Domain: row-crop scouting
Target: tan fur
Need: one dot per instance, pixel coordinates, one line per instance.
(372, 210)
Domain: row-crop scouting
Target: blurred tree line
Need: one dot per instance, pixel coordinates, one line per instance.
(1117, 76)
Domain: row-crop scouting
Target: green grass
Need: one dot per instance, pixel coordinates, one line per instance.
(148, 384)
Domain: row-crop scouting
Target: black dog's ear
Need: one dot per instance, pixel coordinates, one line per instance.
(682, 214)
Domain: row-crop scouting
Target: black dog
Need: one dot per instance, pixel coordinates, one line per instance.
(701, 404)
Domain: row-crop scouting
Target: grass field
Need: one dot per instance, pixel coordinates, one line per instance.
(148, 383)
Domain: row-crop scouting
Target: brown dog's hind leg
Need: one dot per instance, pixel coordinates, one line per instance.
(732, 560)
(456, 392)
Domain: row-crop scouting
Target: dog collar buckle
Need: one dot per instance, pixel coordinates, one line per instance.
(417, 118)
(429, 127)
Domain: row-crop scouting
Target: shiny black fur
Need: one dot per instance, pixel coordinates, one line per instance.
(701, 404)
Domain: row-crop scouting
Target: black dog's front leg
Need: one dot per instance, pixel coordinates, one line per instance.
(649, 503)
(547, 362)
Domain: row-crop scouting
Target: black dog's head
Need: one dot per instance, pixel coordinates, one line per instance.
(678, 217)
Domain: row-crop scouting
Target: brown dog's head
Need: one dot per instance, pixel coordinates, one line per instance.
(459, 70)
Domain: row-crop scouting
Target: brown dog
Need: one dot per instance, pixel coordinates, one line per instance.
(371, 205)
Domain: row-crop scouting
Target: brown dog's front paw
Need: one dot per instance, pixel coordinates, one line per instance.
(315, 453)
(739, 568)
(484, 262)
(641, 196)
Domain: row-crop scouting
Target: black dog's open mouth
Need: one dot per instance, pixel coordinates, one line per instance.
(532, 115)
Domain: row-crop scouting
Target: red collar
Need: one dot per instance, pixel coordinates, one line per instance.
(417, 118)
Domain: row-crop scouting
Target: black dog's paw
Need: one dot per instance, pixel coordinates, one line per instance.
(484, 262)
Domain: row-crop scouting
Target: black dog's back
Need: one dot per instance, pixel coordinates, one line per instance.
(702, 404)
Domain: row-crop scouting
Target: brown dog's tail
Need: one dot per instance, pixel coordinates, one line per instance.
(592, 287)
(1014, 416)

• **Problem statement**: Return all the data above once more, precisely as given.

• **Exercise answer**:
Domain: row-crop scouting
Target: tan fur
Need: one dot per instance, pixel coordinates, one line per instance.
(372, 210)
Domain: row-crop scouting
Target: blurred tree line
Need: one dot per instance, pixel coordinates, one line per instance.
(1117, 76)
Domain: row-crop scouting
Target: green grass
Need: one dot per instance, pixel coordinates, one line per instance.
(148, 384)
Domain: row-crop scouting
Target: black dog's ear
Need: one dot per instance, pixel coordinates, one line per instance.
(682, 214)
Domain: row-crop scouting
Target: black dog
Need: one dot per instance, pixel coordinates, one line per instance.
(701, 404)
Domain: row-crop scouting
Target: grass field
Need: one dot per instance, pixel coordinates, one line per instance.
(148, 383)
Domain: row-crop scouting
Target: brown dog's hind leg
Need: one dot per instance, pixel coordinates, one line per instance.
(732, 560)
(456, 392)
Domain: row-crop scouting
Target: dog collar buckle
Need: one dot per instance, pixel coordinates, one line per instance.
(417, 118)
(429, 127)
Domain: row-crop scouting
Target: shiny black fur
Need: one dot per instance, pixel coordinates, one line per instance.
(701, 404)
Domain: row-crop scouting
Target: black dog's front leg
Need: one dot per instance, pixel coordinates, one line per instance.
(649, 503)
(547, 362)
Domain: row-crop scouting
Target: black dog's head
Need: one dot per instance, pixel coordinates, one line per instance.
(678, 217)
Domain: row-crop scouting
Target: brown dog's head
Need: one dot per instance, pixel coordinates, one line per instance.
(459, 70)
Domain: row-crop scouting
Target: brown dog
Need: one dot per instance, pixel coordinates, one line per instance.
(371, 205)
Domain: row-crop scouting
Target: brown dog's front paw
Need: one dot per instance, pixel coordinates, one line per instance.
(315, 453)
(739, 568)
(484, 262)
(641, 196)
Domain: row-crop scouting
Target: black dog's open mouth
Need: one dot per instance, pixel coordinates, one line per instance.
(532, 115)
Domain: row-crop scouting
Target: red collar
Need: one dot per instance, pixel coordinates, one line per instance.
(417, 118)
Domain: row-crop scouting
Target: black dog's paw
Need: one dot per instance, pixel coordinates, one line per instance.
(484, 262)
Domain: row-crop scouting
Target: black dog's back
Need: one dot per instance, pixel coordinates, one line per instance.
(702, 404)
Domain: row-crop scouting
Target: brown dog's tail
Need: one dot per instance, pixel coordinates, one line per instance.
(592, 287)
(1014, 416)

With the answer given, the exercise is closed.